Write out the material below again, unchanged.

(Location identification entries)
%%
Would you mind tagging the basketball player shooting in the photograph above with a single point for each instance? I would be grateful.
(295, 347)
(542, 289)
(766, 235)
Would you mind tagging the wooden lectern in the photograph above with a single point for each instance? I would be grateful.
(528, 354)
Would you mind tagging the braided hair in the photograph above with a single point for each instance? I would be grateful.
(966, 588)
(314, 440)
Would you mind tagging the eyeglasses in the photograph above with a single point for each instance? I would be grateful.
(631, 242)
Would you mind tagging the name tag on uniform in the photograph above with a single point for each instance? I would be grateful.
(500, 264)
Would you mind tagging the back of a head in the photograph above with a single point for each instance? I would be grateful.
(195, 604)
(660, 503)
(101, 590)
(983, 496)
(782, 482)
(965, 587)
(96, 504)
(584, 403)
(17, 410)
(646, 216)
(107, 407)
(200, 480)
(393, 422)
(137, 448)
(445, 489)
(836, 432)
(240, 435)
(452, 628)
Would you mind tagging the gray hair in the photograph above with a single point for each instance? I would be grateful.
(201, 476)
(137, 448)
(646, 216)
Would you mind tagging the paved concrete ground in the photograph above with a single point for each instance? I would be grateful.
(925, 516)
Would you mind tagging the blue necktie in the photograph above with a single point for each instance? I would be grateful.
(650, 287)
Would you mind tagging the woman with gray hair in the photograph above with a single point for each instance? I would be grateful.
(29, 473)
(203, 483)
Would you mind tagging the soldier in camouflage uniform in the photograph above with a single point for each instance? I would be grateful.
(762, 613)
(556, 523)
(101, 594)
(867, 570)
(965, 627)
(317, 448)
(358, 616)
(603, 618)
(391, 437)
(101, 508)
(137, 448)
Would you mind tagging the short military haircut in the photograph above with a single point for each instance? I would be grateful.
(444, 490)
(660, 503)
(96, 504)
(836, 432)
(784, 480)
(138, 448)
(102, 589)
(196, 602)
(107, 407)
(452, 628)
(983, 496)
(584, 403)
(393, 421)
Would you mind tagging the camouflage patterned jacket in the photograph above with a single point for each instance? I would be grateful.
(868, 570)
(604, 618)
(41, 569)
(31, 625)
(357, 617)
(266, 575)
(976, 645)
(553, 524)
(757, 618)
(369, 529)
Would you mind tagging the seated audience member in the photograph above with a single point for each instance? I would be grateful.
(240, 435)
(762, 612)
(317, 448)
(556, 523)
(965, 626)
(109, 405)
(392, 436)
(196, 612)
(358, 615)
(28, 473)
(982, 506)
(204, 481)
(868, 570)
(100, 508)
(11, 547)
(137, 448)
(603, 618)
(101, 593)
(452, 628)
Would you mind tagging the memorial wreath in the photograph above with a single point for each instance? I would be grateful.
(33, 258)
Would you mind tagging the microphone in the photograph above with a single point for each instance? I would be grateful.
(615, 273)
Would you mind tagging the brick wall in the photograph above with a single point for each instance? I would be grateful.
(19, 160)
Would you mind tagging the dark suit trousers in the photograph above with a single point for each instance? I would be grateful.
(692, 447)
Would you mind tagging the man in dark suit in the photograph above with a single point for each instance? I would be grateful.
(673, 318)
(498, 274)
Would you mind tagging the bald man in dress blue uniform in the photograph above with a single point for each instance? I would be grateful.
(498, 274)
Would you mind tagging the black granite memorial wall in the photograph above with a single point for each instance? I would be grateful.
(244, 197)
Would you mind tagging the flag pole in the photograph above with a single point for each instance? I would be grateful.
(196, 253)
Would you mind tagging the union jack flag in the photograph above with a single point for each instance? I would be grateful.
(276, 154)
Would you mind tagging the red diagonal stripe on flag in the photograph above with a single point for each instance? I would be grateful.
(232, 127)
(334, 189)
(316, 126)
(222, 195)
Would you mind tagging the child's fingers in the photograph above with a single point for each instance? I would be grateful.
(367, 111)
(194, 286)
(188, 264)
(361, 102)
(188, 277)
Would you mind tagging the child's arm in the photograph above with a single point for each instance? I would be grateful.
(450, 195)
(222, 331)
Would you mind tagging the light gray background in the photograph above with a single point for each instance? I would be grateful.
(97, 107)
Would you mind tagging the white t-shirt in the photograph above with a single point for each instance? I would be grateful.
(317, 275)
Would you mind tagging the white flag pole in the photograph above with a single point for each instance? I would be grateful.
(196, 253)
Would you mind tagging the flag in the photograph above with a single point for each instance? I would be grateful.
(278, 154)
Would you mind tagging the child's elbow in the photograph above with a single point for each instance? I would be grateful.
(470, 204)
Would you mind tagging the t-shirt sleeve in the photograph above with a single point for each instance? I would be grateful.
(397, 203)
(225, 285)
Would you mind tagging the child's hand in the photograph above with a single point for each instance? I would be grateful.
%%
> TASK ANSWER
Would you mind tagging the basketball player shooting in the photograph above with a single point for each instance? I would be grateful.
(295, 347)
(542, 289)
(766, 235)
Would you mind tagging the wooden lectern in the photograph above with a single point for each instance? I would be grateful.
(528, 354)
Would you mind tagging the braided hair in the photograph above with a single point for each instance? I would be grateful.
(966, 588)
(314, 440)
Would you mind tagging the eyeglasses in the photograph above with a single point for each instance? I would be grateful.
(631, 242)
Would you mind tagging the name tag on uniform in the photograph above with a single point for each instance? I would be grateful.
(500, 264)
Would you mind tagging the back of a head in the photograph above with a single point for each instance? I would be grateful.
(195, 604)
(660, 503)
(101, 590)
(983, 496)
(782, 482)
(965, 587)
(96, 504)
(584, 403)
(17, 410)
(646, 216)
(107, 407)
(200, 480)
(393, 422)
(137, 448)
(445, 489)
(836, 432)
(240, 435)
(452, 628)
Would you mind tagging the gray hair in the photograph above with a single point for each instance? I would be grateful.
(201, 476)
(137, 448)
(646, 216)
Would you mind tagging the paved concrete ground in the photograph above with a single point for each instance? I would be grateful.
(925, 516)
Would you mind tagging the blue necktie in the photograph above with a single point for each instance? I would be grateful.
(650, 287)
Would you mind tagging the woman with gray hair in the photograph above with a single point for each instance? I would be grateful.
(29, 473)
(203, 483)
Would you mind tagging the soldier in camouflage uniform in the photograph above with a single point for each instance? I would be grateful.
(762, 613)
(556, 523)
(101, 594)
(867, 570)
(965, 627)
(317, 448)
(358, 616)
(603, 618)
(391, 437)
(101, 508)
(137, 448)
Would you mind tagging the short military haircut in the photograph above with a single point for each instance? I would be grateful.
(444, 490)
(660, 503)
(96, 504)
(836, 432)
(784, 480)
(138, 448)
(102, 589)
(196, 602)
(107, 407)
(452, 628)
(983, 496)
(584, 403)
(393, 421)
Would you mind tagging the camouflage patterned jacket in the photograph above with a single point for each instance? I would be grateful.
(868, 570)
(604, 618)
(41, 569)
(31, 625)
(357, 617)
(266, 575)
(976, 645)
(553, 524)
(757, 618)
(369, 529)
Would you mind tagging the seated audience member in the photograph above with a single point for each instance? I would be grateful.
(240, 435)
(762, 612)
(317, 448)
(556, 523)
(965, 626)
(109, 405)
(392, 436)
(196, 612)
(358, 615)
(28, 473)
(982, 506)
(204, 481)
(868, 570)
(100, 508)
(11, 547)
(137, 448)
(603, 618)
(101, 593)
(452, 628)
Would you mind tagging the memorial wreath in the photograph above with a single point for each instance? I would be grateful.
(33, 258)
Would you mind tagging the microphone in the photograph above with a single point for each instance? I would be grateful.
(615, 273)
Would you mind tagging the brick wall in the photograph above with a single point for each instance? I would be grateful.
(19, 160)
Would you mind tagging the dark suit trousers in the photograph above with a single point for each instance? I would be grateful.
(692, 447)
Would you mind tagging the man in dark suit in the photograph above with a single point for each instance? I would be grateful.
(673, 318)
(498, 274)
Would you mind tagging the bald man in dress blue uniform in the photograph above with a single point for each instance? I would be grateful.
(498, 274)
Would you mind tagging the black granite memorial wall in the photograph above with a single point for each instance? I would be grateful.
(244, 197)
Would you mind tagging the flag pole in the photograph above with a single point for each instance? I would be grateful.
(196, 253)
Would you mind tagging the union jack flag in the photograph above with a single point for each instance? I would be grateful.
(276, 154)
Would you mind tagging the red diagonal stripe on flag in the photograph above with a single point for each instance? I would be grateful.
(232, 127)
(334, 189)
(316, 126)
(222, 195)
Would you mind tagging the child's fingers in the photograph above with a single point for each instance? I would be grateful.
(367, 111)
(194, 286)
(188, 264)
(361, 102)
(188, 277)
Would you mind tagging the child's arm in the photograph above with a single point for each instance? I would be grateful.
(450, 195)
(222, 331)
Would you mind tagging the light gray background in the photograph above with a single point for each instance? I would be grateful.
(97, 107)
Would you mind tagging the white t-shirt in the photograph above with a single point for each instance? I would be grateful.
(317, 275)
Would you mind tagging the white flag pole in the photograph above with a single point for each instance? I would be grateful.
(196, 253)
Would you mind tagging the flag in the photograph above with a single point for each instance? I would be grateful.
(278, 154)
Would you mind tagging the child's elbow in the photograph above with a single point for each instance? I would be grateful.
(470, 204)
Would you mind tagging the t-shirt sleeve in the photograph above with a single point for each instance? I would be grateful.
(397, 203)
(225, 285)
Would you mind tagging the child's hand in the photograph above with a single point for each instance? I would be grateful.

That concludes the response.